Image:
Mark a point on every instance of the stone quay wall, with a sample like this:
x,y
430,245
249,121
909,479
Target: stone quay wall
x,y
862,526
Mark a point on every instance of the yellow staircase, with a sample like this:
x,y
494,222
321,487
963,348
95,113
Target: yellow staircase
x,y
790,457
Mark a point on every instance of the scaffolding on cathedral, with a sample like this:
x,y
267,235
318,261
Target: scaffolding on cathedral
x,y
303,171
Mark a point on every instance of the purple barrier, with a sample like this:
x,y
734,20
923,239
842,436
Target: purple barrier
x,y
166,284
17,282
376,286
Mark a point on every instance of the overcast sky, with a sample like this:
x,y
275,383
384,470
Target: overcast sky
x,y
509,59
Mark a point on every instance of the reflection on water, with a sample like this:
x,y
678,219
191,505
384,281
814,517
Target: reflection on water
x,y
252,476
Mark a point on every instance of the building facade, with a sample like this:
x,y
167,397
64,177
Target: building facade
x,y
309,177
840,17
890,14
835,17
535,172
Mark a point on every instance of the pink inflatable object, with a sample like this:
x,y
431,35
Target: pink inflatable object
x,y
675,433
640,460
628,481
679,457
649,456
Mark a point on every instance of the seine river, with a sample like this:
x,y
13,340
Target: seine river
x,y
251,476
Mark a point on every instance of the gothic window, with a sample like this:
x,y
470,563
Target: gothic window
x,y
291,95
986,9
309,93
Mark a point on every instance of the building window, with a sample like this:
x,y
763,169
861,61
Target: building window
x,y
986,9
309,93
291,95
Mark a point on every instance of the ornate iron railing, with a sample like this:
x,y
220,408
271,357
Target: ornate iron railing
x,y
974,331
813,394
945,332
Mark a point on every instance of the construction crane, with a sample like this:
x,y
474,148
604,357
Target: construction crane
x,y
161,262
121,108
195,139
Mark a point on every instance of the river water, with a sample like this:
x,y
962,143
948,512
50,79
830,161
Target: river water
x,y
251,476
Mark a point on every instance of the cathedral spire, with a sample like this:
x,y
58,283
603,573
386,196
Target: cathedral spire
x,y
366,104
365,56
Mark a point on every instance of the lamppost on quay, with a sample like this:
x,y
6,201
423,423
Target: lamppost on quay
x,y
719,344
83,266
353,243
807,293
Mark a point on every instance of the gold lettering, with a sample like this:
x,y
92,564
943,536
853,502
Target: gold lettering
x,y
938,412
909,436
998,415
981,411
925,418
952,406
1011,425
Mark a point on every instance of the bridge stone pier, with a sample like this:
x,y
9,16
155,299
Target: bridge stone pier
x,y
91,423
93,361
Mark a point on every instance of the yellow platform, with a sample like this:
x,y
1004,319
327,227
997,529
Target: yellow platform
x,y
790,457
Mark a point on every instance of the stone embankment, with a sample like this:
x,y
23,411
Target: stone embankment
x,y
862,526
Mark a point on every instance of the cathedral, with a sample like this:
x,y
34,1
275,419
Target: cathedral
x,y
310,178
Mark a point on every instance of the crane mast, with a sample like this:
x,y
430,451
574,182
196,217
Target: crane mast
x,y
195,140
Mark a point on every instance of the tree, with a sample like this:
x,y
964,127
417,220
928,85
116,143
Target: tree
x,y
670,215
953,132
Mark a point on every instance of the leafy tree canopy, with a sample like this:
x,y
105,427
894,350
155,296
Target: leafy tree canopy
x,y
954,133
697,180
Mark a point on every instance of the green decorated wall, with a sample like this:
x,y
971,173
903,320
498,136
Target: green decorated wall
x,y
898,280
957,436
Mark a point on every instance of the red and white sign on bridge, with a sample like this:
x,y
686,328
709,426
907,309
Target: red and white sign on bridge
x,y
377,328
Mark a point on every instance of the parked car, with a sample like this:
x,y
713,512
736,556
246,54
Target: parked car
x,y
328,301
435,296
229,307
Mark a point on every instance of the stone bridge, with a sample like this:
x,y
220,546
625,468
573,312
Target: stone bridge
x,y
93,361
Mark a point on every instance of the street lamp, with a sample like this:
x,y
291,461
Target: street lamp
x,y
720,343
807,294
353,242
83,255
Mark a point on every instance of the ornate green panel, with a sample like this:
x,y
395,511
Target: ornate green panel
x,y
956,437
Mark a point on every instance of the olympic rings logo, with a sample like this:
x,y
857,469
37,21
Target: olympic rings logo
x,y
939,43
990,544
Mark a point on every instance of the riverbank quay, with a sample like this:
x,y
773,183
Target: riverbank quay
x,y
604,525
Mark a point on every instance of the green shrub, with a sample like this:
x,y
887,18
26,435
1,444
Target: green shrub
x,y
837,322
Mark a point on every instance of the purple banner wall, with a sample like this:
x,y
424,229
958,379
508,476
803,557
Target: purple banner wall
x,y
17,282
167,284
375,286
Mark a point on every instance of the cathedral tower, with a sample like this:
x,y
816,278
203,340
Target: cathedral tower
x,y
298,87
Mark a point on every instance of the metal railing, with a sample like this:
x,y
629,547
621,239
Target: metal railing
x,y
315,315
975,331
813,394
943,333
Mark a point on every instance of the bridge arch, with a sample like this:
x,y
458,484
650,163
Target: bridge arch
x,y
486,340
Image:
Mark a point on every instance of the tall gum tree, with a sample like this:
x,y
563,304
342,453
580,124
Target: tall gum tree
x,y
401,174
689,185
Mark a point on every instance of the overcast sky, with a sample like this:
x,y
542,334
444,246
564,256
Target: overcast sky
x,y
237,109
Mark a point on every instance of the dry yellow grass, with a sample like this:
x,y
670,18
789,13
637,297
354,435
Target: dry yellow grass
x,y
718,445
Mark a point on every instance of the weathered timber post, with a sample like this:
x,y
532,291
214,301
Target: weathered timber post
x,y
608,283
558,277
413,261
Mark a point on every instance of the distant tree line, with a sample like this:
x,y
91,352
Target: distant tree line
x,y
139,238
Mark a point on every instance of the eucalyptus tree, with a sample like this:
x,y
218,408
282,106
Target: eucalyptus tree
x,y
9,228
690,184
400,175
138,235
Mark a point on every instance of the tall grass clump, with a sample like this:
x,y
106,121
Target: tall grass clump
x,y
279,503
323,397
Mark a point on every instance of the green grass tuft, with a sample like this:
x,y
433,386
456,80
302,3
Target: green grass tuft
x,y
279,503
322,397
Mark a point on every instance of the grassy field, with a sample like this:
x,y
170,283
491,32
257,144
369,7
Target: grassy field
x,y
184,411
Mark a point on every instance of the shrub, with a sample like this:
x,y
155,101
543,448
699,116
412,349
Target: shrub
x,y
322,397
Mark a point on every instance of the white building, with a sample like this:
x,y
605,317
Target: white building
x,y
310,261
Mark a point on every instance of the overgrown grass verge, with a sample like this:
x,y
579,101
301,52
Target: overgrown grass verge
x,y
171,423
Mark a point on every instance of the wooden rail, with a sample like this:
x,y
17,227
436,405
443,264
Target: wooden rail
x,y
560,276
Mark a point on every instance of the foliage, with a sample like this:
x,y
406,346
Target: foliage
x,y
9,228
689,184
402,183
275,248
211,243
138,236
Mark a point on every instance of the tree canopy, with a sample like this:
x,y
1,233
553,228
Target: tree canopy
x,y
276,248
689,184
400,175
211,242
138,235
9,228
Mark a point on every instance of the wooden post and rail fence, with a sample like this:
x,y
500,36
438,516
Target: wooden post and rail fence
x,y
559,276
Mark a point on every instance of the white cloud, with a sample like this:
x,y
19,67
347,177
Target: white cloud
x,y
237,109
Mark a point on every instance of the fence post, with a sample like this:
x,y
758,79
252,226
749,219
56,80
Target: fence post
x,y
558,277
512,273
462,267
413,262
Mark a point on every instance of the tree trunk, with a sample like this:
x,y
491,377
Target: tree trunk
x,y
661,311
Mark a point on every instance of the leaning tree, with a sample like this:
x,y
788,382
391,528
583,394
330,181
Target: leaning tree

**Objective**
Each line in the material above must be retyped without alteration.

**Exercise response**
Image:
Mark a point on every instance of the stone quay wall, with a sample like this:
x,y
430,245
249,121
909,479
Target: stone quay wall
x,y
862,526
Mark a point on every instance of the yellow staircase, with a sample like this:
x,y
494,222
321,487
963,348
95,113
Target: yellow staircase
x,y
790,457
Mark a point on every instance of the scaffolding on cathedral, with a sample like this:
x,y
267,235
318,261
Target: scaffolding on cathedral
x,y
303,171
Mark a point on every instance of the purple barrier, with a sample like this:
x,y
734,20
923,239
842,436
Target: purple barrier
x,y
166,284
17,282
376,286
Mark a point on every instance of the overcast sky, with a sample like this:
x,y
275,383
384,470
Target: overcast sky
x,y
509,59
Mark a point on every instance of the reflection on water, with a sample like this:
x,y
678,219
191,505
384,281
814,517
Target: reflection on water
x,y
252,476
Mark a point on every instance of the building facade, with a sample like this:
x,y
167,397
64,177
Target: building facade
x,y
309,177
840,17
890,14
835,17
535,172
Mark a point on every instance of the pink inflatable object, with a sample like this:
x,y
431,35
Target: pink inflatable object
x,y
675,433
640,460
628,481
679,457
649,456
Mark a point on every instance of the seine river, with a sample like this:
x,y
13,340
Target: seine river
x,y
251,476
Mark a point on every instance of the gothic window, with a sample like this:
x,y
470,563
Target: gothic window
x,y
291,95
986,9
309,93
Mark a point on every instance of the building window, with a sample like this:
x,y
763,169
861,61
Target: building window
x,y
986,9
309,93
291,95
Mark a point on every instance of the ornate iron railing, with a sample like this:
x,y
220,408
271,357
Target: ornate iron railing
x,y
974,331
813,394
945,332
Mark a point on every instance of the construction crane, with a sample like this:
x,y
474,148
604,357
Target: construction crane
x,y
161,262
121,108
195,139
Mark a point on every instance of the river water, with a sample like this:
x,y
962,143
948,512
50,79
830,161
Target: river water
x,y
251,476
Mark a point on every instance of the cathedral spire, with a sample like this:
x,y
58,283
603,573
386,196
Target: cathedral spire
x,y
366,104
365,56
Mark a point on every instance of the lamppost on quay, with a sample like this:
x,y
6,201
423,423
Target: lamppost on quay
x,y
719,344
83,266
353,243
807,293
Mark a point on every instance of the gold lettering, with a sample like this:
x,y
92,564
943,536
853,502
Target: gold lettering
x,y
938,412
909,436
998,415
981,411
925,418
952,406
1011,425
Mark a point on every instance of the bridge stone pier, with a sample like this:
x,y
9,16
155,299
Target: bridge stone pier
x,y
91,423
93,361
Mark a point on every instance of the yellow platform, with a sample like this:
x,y
1004,319
327,227
997,529
Target: yellow platform
x,y
790,457
Mark a point on every instance of the stone embankment, with a sample like this:
x,y
23,411
Target: stone embankment
x,y
862,526
Mark a point on every instance of the cathedral, with a sample like this:
x,y
34,1
275,419
Target: cathedral
x,y
310,178
Mark a point on every instance of the crane mast, with a sample like this:
x,y
430,451
574,182
196,217
Target: crane mast
x,y
195,140
Mark a point on every instance of the tree, with a sample like this:
x,y
964,127
417,220
928,85
116,143
Target: tree
x,y
670,215
953,132
Mark a point on every instance of the leafy tree canopy, with a sample like this:
x,y
105,427
894,350
155,296
Target: leafy tree canopy
x,y
954,133
697,180
Mark a point on every instance of the green decorated wall, with a sample like this:
x,y
971,173
903,320
498,136
Target: green decorated wall
x,y
898,280
957,436
Mark a point on every instance of the red and white sign on bridge, with a sample like this:
x,y
686,328
709,426
907,309
Target: red and white sign on bridge
x,y
377,328
Mark a point on every instance of the parked car, with a sample like this:
x,y
713,512
736,556
246,54
Target: parked car
x,y
328,301
435,296
229,307
Mark a point on every instance of the stone bridge, with a sample like this:
x,y
220,546
625,468
573,312
Target: stone bridge
x,y
93,361
Mark a point on every instance of the street lamp, with a sample like this:
x,y
291,461
Target: street lamp
x,y
720,343
807,294
353,242
83,255
Mark a point on every instance of the ornate green panel, with a sample like this:
x,y
395,511
Target: ornate green panel
x,y
956,437
Mark a point on every instance of the olympic rings logo, with a sample like this:
x,y
857,469
37,21
Target: olympic rings logo
x,y
939,43
990,544
Mark a point on every instance of the riverbank quay, with a sample like this:
x,y
773,183
Target: riverbank quay
x,y
604,525
Mark a point on every instance of the green shrub, with a sample like this:
x,y
887,18
26,435
1,444
Target: green shrub
x,y
837,322
Mark a point on every instance of the purple banner wall, with a sample like this:
x,y
424,229
958,379
508,476
803,557
Target: purple banner wall
x,y
17,282
167,284
375,286
Mark a point on every instance of the cathedral tower, with a sample like this:
x,y
816,278
203,340
Target: cathedral tower
x,y
298,87
Mark a point on every instance of the metal railing, with a sample like this:
x,y
629,547
621,239
Target: metal railing
x,y
315,315
975,331
813,394
943,333
Mark a point on every instance of the bridge arch, with a sample like this:
x,y
458,484
650,163
Target: bridge arch
x,y
486,340
Image:
Mark a point on every instance of the tall gum tree, with a sample like this:
x,y
563,304
342,453
580,124
Target: tall gum tree
x,y
401,174
689,185
Mark a point on every instance of the overcast sky, with a sample like this:
x,y
542,334
444,246
564,256
Target: overcast sky
x,y
237,109
Mark a point on every instance of the dry yellow grass, with a sample like this:
x,y
670,18
789,13
637,297
354,435
Target: dry yellow grass
x,y
718,445
Mark a point on every instance of the weathered timber post, with a sample like this:
x,y
532,291
214,301
Target: weathered timber post
x,y
608,283
558,277
413,261
Mark a point on every instance of the distant tree line, with a sample like this:
x,y
91,352
Target: distant tree line
x,y
139,238
Mark a point on every instance of the eucalyptus tree, with a sample like this:
x,y
218,408
282,106
Target: eucalyptus tree
x,y
9,228
690,184
400,175
138,235
Mark a point on every instance of the tall grass clump, with a sample like this:
x,y
106,121
Target: tall grass clump
x,y
279,503
323,397
Mark a point on every instance of the green grass tuft, with a sample like this:
x,y
433,386
456,80
302,3
Target: green grass tuft
x,y
279,503
322,397
Mark a point on every instance of the grassy field, with a sample like this:
x,y
170,283
491,32
257,144
369,7
Target: grassy field
x,y
184,411
Mark a point on every instance of the shrub, with a sample like this:
x,y
155,101
543,448
699,116
412,349
Target: shrub
x,y
322,397
Mark a point on every instance of the white building, with a sample like this:
x,y
605,317
Target: white building
x,y
310,261
Mark a point on every instance of the overgrown grass verge, with a sample like this:
x,y
579,101
301,52
Target: overgrown grass verge
x,y
171,423
Mark a point on every instance of the wooden rail, with a sample like this:
x,y
17,227
436,405
443,264
Target: wooden rail
x,y
560,276
Mark a point on every instance of the foliage, with a sample like this:
x,y
406,346
Target: foliage
x,y
9,228
689,184
402,183
275,248
211,243
138,236
Mark a point on every instance of the tree canopy, with a sample like this:
x,y
1,233
553,228
Target: tree canopy
x,y
276,248
689,184
400,175
211,242
138,235
9,228
Mark a point on every instance of the wooden post and rail fence, with a sample like this:
x,y
500,36
438,516
Target: wooden post and rail fence
x,y
559,276
Mark a point on every instance of the white cloud, with a sample like this:
x,y
19,67
347,177
Target: white cloud
x,y
237,109
Mark a point on every instance of the fence post, with a sample like this:
x,y
758,79
252,226
749,219
56,80
Target: fence post
x,y
558,277
512,273
462,267
413,262
Mark a point on every instance of the tree trunk, with a sample like this:
x,y
491,377
Target: tree trunk
x,y
661,311
Mark a point on every instance of the leaning tree, with a sample like this:
x,y
788,382
391,528
583,394
330,181
Target: leaning tree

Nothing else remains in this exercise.